----- Data supplied

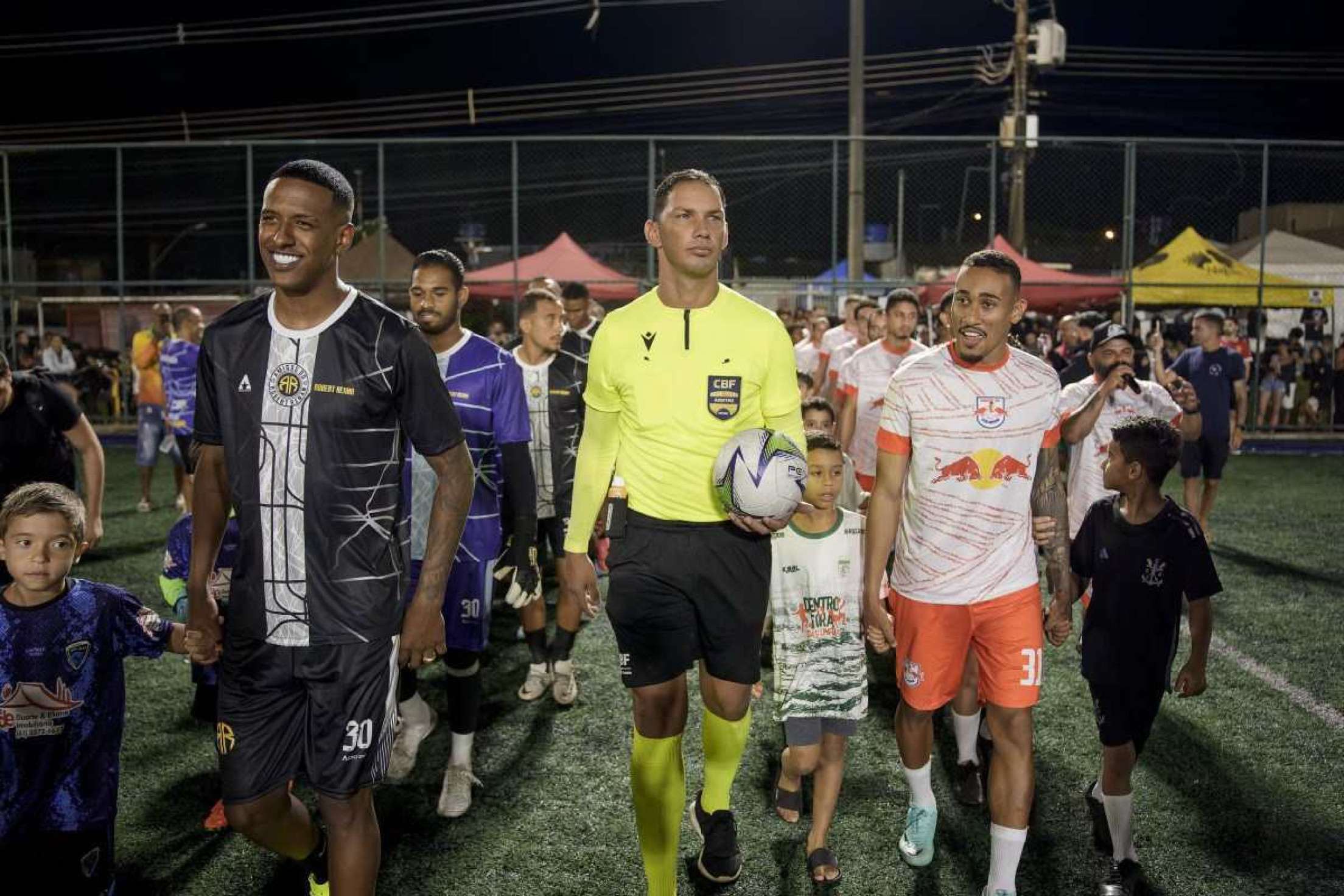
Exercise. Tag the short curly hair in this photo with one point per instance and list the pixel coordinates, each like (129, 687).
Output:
(43, 497)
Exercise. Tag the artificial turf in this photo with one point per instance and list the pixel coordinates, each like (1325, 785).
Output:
(1239, 790)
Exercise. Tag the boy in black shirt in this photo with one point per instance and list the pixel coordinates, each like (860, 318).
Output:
(1141, 553)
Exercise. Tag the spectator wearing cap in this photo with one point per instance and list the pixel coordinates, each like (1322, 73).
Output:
(1218, 375)
(578, 317)
(1112, 395)
(1078, 367)
(41, 432)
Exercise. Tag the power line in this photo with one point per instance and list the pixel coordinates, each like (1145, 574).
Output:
(287, 27)
(526, 102)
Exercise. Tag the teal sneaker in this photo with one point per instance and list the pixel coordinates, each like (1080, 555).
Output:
(917, 841)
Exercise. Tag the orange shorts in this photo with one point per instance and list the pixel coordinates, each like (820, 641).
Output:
(933, 640)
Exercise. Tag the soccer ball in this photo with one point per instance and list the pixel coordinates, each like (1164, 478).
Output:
(760, 473)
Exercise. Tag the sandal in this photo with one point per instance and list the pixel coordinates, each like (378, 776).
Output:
(786, 801)
(823, 858)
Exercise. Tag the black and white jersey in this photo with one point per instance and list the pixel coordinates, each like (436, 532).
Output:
(313, 425)
(554, 391)
(1139, 575)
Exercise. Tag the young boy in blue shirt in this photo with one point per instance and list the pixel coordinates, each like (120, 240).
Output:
(62, 693)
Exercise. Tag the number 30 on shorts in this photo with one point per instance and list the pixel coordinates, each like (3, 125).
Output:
(358, 734)
(1031, 670)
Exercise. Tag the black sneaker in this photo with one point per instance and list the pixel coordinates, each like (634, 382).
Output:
(1122, 879)
(1101, 828)
(719, 860)
(967, 786)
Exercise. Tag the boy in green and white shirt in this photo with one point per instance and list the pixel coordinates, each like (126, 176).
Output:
(820, 672)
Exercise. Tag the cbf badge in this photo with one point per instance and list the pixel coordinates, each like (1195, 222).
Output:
(724, 397)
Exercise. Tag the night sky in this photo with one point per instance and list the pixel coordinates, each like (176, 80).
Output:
(682, 38)
(788, 214)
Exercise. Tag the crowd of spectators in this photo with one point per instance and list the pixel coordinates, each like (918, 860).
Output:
(1301, 378)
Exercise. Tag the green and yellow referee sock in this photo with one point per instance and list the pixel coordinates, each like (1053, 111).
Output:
(724, 746)
(657, 780)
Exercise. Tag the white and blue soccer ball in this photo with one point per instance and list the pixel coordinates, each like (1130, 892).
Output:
(760, 473)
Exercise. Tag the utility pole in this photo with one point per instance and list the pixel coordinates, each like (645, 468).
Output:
(1018, 186)
(856, 147)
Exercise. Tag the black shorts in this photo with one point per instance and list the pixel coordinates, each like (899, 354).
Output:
(1125, 713)
(324, 713)
(189, 463)
(686, 592)
(66, 861)
(1205, 455)
(550, 537)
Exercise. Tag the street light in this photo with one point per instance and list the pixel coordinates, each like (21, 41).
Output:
(190, 229)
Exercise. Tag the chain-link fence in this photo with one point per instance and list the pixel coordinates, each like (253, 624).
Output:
(92, 236)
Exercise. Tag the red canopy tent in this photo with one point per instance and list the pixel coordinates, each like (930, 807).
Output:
(1045, 288)
(564, 260)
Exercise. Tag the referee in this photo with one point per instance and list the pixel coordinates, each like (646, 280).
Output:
(671, 378)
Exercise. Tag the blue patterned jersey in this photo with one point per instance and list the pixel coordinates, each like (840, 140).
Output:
(172, 581)
(487, 388)
(63, 704)
(178, 365)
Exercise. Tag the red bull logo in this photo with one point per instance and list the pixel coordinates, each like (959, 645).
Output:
(984, 469)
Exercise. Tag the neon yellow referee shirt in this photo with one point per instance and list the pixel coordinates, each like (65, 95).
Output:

----------

_What you will do_: Retype everything from the line containing "Exercise. Tag the blue" down to the last of the lines above, with no changes.

_Complete response_:
Exercise. Tag the blue patterned jersey in this photo with one point per instance and list the pixel coordinates, each like (840, 140).
Output:
(172, 581)
(487, 388)
(63, 704)
(178, 365)
Exercise. Tag the red bull logo in this photo with one point per instance and list the pixel coordinates, each like (959, 645).
Output:
(984, 469)
Exercise. Tag the neon yellow referee shirt in this photo with one point per instance and list the pixel coordinates, each like (65, 95).
Output:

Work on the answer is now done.